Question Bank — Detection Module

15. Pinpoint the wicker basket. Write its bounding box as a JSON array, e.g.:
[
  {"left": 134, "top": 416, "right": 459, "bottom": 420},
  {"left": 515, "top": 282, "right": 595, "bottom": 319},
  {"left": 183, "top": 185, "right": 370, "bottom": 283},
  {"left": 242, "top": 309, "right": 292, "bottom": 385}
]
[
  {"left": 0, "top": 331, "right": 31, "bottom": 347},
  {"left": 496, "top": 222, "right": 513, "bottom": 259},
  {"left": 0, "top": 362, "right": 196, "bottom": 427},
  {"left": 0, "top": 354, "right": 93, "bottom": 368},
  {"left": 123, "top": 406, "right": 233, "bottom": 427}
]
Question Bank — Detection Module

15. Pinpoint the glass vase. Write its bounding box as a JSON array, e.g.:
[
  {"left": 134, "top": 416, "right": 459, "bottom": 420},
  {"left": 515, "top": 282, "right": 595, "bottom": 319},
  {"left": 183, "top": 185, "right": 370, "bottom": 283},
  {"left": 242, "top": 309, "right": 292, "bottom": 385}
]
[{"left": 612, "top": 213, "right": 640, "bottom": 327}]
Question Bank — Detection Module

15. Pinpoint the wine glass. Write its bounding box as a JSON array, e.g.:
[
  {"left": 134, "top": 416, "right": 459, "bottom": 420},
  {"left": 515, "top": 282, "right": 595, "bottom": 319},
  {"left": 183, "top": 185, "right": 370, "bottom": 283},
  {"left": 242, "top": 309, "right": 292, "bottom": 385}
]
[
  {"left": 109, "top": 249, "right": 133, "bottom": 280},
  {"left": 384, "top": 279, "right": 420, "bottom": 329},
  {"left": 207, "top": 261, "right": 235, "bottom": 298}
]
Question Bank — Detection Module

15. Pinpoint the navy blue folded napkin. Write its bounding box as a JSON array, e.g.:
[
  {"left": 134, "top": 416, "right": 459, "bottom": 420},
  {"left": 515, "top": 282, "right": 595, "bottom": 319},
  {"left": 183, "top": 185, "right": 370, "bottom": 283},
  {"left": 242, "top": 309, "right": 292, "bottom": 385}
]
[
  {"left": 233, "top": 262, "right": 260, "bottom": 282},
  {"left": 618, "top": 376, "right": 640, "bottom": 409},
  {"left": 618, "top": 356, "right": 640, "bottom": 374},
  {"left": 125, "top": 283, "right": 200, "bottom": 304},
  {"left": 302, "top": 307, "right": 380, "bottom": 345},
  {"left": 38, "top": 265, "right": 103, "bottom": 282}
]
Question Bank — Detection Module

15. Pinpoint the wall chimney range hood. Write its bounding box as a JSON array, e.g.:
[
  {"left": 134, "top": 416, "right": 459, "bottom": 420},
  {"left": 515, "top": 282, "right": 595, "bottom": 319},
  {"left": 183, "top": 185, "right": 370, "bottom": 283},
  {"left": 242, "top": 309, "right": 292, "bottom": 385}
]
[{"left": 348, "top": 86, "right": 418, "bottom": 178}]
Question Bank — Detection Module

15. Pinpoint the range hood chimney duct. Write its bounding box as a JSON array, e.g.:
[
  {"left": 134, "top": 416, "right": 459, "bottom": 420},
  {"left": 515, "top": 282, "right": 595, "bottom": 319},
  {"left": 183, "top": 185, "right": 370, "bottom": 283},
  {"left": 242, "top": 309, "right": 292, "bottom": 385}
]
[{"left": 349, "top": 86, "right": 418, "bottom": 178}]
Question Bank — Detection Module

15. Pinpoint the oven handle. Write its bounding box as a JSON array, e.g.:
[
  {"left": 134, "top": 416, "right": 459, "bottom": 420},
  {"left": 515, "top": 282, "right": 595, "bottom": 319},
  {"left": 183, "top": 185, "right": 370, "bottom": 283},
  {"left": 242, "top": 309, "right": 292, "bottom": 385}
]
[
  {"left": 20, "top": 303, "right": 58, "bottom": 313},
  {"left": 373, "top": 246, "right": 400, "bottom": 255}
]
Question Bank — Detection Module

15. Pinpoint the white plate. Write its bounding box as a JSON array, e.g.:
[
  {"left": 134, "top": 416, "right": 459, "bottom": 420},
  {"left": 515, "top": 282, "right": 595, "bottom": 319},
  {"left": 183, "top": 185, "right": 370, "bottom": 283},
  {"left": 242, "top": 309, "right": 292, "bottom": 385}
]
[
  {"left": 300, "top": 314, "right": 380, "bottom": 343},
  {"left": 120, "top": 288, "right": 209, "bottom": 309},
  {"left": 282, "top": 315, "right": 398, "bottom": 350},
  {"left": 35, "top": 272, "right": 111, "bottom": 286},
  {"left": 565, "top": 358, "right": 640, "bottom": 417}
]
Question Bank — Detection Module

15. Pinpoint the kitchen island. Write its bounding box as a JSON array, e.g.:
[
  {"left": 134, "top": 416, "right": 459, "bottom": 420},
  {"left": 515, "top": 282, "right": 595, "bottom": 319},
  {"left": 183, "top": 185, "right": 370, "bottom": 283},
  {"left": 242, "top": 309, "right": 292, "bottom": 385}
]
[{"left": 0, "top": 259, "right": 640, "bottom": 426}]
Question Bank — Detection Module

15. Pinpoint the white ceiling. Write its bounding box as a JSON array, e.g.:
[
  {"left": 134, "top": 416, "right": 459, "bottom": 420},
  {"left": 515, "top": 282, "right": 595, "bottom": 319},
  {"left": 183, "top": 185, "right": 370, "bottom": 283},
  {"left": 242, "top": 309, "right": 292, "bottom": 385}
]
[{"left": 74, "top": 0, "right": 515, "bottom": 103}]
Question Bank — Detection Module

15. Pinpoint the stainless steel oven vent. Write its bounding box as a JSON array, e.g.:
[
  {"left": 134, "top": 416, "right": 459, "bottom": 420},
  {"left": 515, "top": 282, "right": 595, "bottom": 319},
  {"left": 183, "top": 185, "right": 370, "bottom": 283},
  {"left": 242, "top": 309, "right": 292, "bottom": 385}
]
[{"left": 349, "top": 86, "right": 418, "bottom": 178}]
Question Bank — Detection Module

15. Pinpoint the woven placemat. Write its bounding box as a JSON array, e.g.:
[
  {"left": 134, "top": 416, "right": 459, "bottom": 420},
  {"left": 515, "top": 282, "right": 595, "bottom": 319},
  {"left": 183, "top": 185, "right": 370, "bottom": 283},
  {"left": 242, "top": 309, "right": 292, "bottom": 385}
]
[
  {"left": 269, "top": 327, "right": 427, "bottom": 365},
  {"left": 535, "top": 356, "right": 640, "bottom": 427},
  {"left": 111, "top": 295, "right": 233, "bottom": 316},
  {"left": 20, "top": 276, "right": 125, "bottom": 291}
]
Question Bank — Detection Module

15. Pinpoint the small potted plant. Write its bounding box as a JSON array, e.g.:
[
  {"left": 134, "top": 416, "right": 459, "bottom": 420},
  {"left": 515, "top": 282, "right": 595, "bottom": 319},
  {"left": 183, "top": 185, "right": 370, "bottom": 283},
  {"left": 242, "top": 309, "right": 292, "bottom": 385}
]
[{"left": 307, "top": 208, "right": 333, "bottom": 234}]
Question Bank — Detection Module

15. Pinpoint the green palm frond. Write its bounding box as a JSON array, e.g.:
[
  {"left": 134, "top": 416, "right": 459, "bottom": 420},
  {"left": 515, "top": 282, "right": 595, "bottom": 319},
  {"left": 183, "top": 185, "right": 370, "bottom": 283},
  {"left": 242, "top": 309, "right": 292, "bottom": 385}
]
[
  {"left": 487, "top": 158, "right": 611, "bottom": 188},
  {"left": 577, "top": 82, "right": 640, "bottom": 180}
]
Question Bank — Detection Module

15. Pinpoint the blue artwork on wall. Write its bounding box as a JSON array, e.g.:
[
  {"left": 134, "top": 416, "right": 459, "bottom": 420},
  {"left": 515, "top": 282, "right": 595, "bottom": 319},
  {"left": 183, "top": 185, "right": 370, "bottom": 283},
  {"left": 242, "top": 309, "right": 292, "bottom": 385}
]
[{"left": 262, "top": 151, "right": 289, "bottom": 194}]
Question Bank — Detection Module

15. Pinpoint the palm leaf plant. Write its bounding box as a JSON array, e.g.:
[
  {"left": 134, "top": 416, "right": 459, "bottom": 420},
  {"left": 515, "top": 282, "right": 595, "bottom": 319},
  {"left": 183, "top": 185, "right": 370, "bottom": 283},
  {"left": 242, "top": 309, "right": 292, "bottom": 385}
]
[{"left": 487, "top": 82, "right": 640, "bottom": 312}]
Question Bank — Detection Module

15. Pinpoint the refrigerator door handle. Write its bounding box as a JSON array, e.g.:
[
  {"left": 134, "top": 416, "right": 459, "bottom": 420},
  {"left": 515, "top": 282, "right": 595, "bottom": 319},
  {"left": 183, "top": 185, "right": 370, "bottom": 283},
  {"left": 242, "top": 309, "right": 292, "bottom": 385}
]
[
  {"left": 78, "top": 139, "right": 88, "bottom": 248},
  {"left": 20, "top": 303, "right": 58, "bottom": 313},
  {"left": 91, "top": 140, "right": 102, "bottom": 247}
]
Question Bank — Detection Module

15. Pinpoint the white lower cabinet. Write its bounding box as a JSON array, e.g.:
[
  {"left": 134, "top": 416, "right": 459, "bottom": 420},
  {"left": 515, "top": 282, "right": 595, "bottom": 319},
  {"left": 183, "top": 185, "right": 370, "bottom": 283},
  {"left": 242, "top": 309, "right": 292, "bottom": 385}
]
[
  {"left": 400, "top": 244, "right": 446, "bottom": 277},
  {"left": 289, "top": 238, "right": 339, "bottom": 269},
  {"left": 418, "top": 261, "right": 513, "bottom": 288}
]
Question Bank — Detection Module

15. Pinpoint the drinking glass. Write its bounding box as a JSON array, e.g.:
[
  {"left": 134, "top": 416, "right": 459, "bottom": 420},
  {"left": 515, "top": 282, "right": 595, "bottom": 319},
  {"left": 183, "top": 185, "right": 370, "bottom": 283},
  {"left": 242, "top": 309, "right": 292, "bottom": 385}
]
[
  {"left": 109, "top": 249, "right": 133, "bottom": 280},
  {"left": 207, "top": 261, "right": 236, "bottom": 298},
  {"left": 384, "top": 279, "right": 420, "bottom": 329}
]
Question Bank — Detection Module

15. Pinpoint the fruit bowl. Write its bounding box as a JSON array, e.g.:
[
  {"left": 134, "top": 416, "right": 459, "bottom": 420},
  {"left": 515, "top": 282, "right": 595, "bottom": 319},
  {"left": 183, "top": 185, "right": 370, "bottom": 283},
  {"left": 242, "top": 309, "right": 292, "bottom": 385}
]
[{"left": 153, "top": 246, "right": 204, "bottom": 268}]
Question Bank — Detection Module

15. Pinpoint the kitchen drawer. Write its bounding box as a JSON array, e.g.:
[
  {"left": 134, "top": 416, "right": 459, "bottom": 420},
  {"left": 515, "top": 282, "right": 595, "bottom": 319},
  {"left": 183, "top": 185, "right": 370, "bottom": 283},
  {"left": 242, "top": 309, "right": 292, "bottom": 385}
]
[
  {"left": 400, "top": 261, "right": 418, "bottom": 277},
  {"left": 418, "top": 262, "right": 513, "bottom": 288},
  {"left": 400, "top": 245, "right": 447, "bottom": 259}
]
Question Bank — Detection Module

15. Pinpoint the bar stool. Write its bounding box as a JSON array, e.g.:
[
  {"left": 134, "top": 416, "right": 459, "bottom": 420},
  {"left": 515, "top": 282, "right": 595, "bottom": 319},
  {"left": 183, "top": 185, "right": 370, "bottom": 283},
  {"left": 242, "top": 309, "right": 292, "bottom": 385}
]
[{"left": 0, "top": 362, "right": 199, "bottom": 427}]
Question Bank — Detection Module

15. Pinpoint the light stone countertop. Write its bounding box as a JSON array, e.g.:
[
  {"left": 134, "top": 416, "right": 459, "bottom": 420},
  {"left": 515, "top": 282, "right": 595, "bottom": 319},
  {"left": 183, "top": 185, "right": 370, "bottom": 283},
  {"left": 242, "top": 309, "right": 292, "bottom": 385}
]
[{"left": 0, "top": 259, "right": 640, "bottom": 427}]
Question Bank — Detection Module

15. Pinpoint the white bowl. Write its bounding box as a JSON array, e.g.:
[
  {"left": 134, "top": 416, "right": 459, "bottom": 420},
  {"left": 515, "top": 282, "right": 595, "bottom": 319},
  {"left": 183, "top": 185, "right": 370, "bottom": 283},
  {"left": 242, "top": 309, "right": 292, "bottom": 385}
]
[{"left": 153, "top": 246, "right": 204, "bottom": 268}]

__________

▸ **Exercise aim**: Find every line in the records that contains the string "kitchen", matching case exactly, and copy each of those lines.

▸ **Output of the task**:
15. Pinpoint the kitchen island. Write its bounding box as a JSON array, e.g.:
15. Pinpoint the kitchen drawer. Write its bounding box as a JSON array, e.g.:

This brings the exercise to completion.